Object pointing dataset rows →
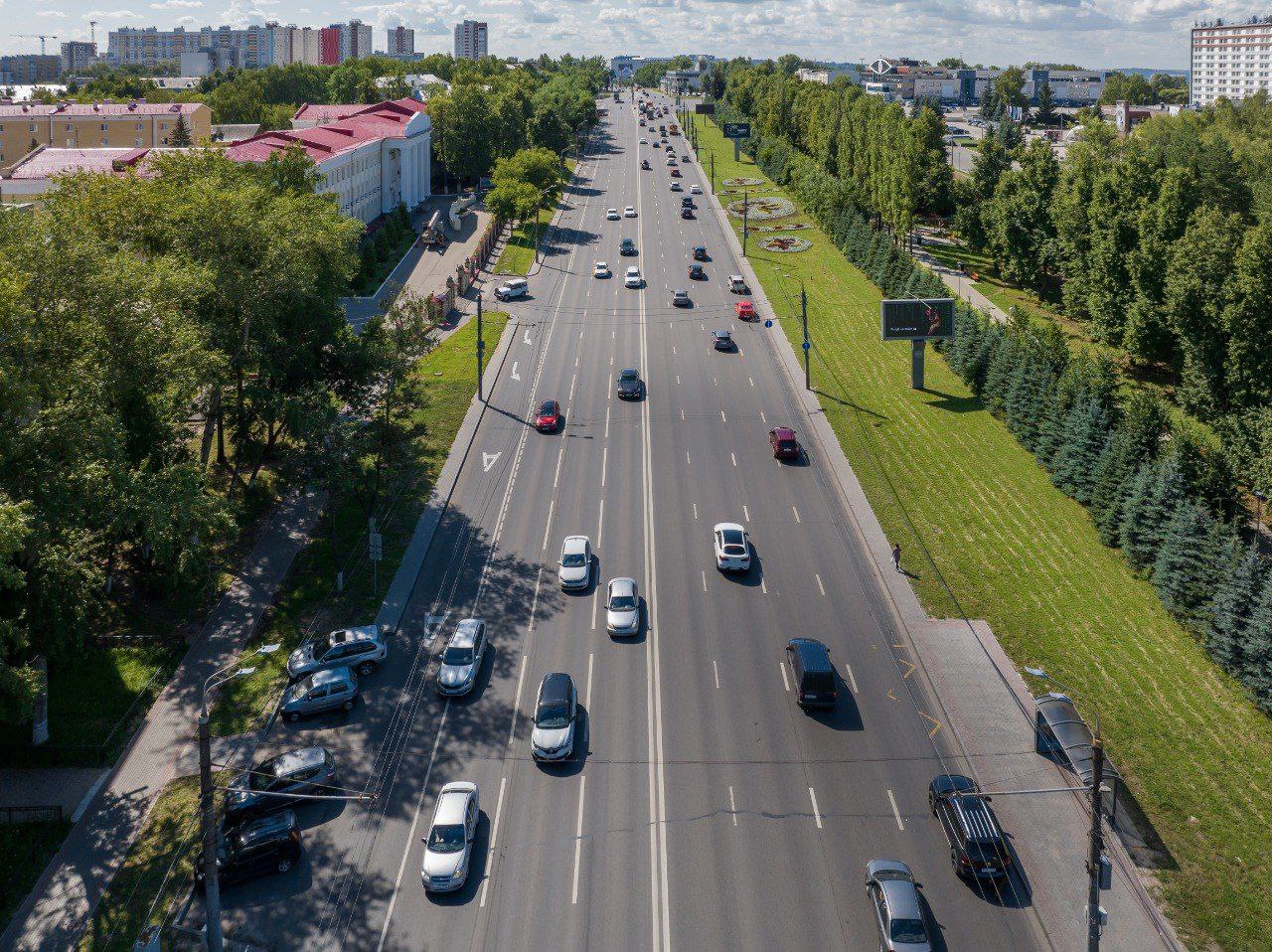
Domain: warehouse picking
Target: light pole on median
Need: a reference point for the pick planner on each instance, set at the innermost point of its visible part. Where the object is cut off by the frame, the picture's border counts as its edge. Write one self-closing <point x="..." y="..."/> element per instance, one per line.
<point x="207" y="796"/>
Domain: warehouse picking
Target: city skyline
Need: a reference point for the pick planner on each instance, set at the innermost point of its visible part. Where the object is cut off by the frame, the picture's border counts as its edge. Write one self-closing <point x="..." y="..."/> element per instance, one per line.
<point x="1091" y="33"/>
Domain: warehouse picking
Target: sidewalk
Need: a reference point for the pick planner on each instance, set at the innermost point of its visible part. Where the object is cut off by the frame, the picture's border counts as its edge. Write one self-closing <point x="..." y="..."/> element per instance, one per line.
<point x="64" y="898"/>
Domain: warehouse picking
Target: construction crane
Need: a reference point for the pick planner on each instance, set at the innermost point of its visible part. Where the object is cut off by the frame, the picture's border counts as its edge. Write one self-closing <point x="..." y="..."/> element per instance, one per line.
<point x="41" y="37"/>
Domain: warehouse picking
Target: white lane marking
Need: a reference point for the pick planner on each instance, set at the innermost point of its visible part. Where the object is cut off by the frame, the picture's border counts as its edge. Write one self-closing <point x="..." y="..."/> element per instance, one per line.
<point x="894" y="811"/>
<point x="409" y="835"/>
<point x="817" y="814"/>
<point x="548" y="526"/>
<point x="494" y="835"/>
<point x="577" y="840"/>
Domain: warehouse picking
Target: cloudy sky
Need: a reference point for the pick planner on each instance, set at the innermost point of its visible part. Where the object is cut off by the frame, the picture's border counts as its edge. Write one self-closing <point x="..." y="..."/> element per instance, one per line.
<point x="1097" y="33"/>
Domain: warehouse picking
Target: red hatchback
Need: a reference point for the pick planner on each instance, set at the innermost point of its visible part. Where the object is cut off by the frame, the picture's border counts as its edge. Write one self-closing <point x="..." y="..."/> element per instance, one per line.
<point x="784" y="443"/>
<point x="549" y="417"/>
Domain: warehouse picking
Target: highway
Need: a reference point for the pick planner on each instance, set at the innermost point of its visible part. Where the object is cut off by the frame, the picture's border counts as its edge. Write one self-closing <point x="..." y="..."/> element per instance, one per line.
<point x="703" y="810"/>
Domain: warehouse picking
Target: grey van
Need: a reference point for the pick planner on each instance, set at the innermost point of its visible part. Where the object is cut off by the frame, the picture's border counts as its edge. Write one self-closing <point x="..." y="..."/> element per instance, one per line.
<point x="319" y="692"/>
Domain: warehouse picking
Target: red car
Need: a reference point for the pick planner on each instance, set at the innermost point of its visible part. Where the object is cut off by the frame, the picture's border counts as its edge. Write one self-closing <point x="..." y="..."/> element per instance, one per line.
<point x="550" y="416"/>
<point x="784" y="443"/>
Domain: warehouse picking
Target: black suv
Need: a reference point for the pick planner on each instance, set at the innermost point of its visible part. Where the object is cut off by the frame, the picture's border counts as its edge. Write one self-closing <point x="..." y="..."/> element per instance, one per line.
<point x="978" y="849"/>
<point x="273" y="784"/>
<point x="255" y="848"/>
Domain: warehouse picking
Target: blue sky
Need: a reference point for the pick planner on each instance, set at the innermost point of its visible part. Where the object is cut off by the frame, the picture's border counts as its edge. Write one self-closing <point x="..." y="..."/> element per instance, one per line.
<point x="1095" y="33"/>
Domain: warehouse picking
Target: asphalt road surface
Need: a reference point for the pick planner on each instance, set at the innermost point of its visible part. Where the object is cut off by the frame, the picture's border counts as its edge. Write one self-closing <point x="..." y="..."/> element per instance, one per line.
<point x="703" y="810"/>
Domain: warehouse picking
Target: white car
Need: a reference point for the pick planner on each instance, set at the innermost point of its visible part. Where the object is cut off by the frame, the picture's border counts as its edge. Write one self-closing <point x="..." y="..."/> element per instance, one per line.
<point x="449" y="843"/>
<point x="575" y="570"/>
<point x="732" y="548"/>
<point x="622" y="607"/>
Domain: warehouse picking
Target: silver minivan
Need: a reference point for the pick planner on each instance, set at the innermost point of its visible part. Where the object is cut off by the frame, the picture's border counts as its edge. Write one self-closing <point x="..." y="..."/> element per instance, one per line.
<point x="323" y="690"/>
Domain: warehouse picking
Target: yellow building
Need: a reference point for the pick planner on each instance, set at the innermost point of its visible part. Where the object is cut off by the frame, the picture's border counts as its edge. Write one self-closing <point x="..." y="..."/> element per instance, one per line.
<point x="132" y="125"/>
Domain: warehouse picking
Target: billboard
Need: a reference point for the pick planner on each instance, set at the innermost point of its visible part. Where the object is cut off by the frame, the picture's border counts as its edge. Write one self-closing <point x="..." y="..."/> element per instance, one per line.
<point x="917" y="320"/>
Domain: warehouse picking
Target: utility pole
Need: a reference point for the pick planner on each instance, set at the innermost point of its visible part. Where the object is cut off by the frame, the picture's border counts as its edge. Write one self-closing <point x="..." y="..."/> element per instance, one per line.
<point x="803" y="311"/>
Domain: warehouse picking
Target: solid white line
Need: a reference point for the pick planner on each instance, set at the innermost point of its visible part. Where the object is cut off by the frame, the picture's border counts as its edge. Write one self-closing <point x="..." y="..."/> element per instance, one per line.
<point x="409" y="835"/>
<point x="577" y="840"/>
<point x="494" y="835"/>
<point x="894" y="811"/>
<point x="817" y="815"/>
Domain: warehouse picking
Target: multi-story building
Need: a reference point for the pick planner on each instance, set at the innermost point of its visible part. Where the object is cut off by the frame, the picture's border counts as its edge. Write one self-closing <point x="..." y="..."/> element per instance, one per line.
<point x="27" y="69"/>
<point x="1230" y="60"/>
<point x="78" y="55"/>
<point x="471" y="39"/>
<point x="136" y="125"/>
<point x="400" y="41"/>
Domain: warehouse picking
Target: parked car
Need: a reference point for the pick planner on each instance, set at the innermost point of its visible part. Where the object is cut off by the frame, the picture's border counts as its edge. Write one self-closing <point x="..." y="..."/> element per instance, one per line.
<point x="360" y="648"/>
<point x="268" y="844"/>
<point x="448" y="846"/>
<point x="330" y="689"/>
<point x="273" y="783"/>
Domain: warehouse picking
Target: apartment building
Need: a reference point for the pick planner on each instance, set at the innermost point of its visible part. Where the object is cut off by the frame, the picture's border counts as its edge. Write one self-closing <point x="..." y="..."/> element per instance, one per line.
<point x="136" y="125"/>
<point x="1230" y="60"/>
<point x="471" y="39"/>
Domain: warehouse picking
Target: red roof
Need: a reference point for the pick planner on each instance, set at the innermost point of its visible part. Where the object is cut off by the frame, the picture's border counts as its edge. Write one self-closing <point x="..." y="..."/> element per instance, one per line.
<point x="386" y="120"/>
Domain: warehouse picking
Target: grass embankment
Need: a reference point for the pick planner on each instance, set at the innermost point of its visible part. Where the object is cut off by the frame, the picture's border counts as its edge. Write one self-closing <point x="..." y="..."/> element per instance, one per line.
<point x="429" y="408"/>
<point x="993" y="539"/>
<point x="518" y="254"/>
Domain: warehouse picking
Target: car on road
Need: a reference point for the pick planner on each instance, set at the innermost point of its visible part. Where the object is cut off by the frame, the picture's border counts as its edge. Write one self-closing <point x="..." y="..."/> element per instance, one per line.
<point x="784" y="443"/>
<point x="462" y="658"/>
<point x="628" y="385"/>
<point x="330" y="689"/>
<point x="549" y="417"/>
<point x="556" y="711"/>
<point x="731" y="548"/>
<point x="978" y="848"/>
<point x="513" y="288"/>
<point x="273" y="783"/>
<point x="814" y="674"/>
<point x="268" y="844"/>
<point x="622" y="607"/>
<point x="898" y="910"/>
<point x="360" y="648"/>
<point x="575" y="569"/>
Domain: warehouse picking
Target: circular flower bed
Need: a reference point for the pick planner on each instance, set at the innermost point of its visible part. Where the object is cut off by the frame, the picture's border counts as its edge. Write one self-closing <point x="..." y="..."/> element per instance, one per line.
<point x="763" y="209"/>
<point x="785" y="244"/>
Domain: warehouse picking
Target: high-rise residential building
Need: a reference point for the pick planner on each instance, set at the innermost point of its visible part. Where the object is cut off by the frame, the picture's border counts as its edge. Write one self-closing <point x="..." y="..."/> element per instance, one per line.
<point x="469" y="40"/>
<point x="78" y="55"/>
<point x="1230" y="60"/>
<point x="400" y="41"/>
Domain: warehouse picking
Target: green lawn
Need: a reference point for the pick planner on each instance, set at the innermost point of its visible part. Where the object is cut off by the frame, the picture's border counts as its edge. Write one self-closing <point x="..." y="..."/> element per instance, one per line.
<point x="993" y="539"/>
<point x="430" y="406"/>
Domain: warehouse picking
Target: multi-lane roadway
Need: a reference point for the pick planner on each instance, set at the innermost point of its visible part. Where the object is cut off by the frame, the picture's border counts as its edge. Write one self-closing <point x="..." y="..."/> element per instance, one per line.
<point x="703" y="808"/>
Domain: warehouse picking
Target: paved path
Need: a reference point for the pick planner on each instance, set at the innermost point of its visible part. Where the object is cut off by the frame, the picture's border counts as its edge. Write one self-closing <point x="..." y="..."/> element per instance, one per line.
<point x="58" y="910"/>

AIM OF THE TASK →
Please state how many lines of the items above contain the word "building". Reply with the number alone.

WORKED ANSWER →
4